§ INFORMATION SHOWN

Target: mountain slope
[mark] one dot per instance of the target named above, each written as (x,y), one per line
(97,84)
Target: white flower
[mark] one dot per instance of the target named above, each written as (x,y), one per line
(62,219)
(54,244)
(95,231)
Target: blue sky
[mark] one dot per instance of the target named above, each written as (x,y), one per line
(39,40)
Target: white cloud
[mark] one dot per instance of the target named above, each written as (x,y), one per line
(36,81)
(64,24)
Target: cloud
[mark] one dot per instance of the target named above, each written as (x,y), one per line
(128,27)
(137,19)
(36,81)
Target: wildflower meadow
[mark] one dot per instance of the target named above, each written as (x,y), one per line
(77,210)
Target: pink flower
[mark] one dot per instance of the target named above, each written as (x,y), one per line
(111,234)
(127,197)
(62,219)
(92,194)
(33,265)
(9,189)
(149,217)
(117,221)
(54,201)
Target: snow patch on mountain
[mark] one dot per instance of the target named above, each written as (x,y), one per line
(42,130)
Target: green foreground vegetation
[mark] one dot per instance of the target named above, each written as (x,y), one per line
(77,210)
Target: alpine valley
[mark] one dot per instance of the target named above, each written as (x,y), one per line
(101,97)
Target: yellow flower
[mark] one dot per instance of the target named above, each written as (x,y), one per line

§ WHAT THE TASK ASKS
Return all the entries above word for word, with no changes.

§ PROBLEM SOLUTION
Target: mountain slope
[mark] one dot per instance of the target named above, each written as (x,y), one per line
(97,84)
Target: white flower
[mark] one dot per instance of the target named above, each written as (x,y), one per line
(62,219)
(54,244)
(95,231)
Target: blue sky
[mark] one dot per instance of the target named above, each written as (x,y), one per line
(39,40)
Target: white cloud
[mark] one dot per instance of the target named above, each written as (x,y), one per line
(36,81)
(64,24)
Target: cloud
[mark] one dot per instance of the target named above, each written as (x,y), one per line
(128,27)
(137,19)
(36,81)
Target: wildflower meadow
[mark] one dot per instance of the target named above, each written as (x,y), one per line
(77,210)
Target: pink flower
[mark] one dot per instance of the target named above, each written as (x,y), one per line
(111,234)
(127,197)
(62,219)
(92,194)
(33,265)
(9,189)
(149,217)
(117,221)
(54,201)
Target: snow patch on mountain
[mark] one dot per instance of the target named above, each written as (x,y), one per line
(42,130)
Target: green foreground vegetation
[mark] one dot per instance of the target named above, each written as (x,y), one per line
(77,210)
Target: alpine valley
[mark] one dot per instance of the target named above, each written as (x,y), one per line
(101,97)
Target: yellow flower
[mark] one dot per instance of the target named above, each written as (x,y), one per line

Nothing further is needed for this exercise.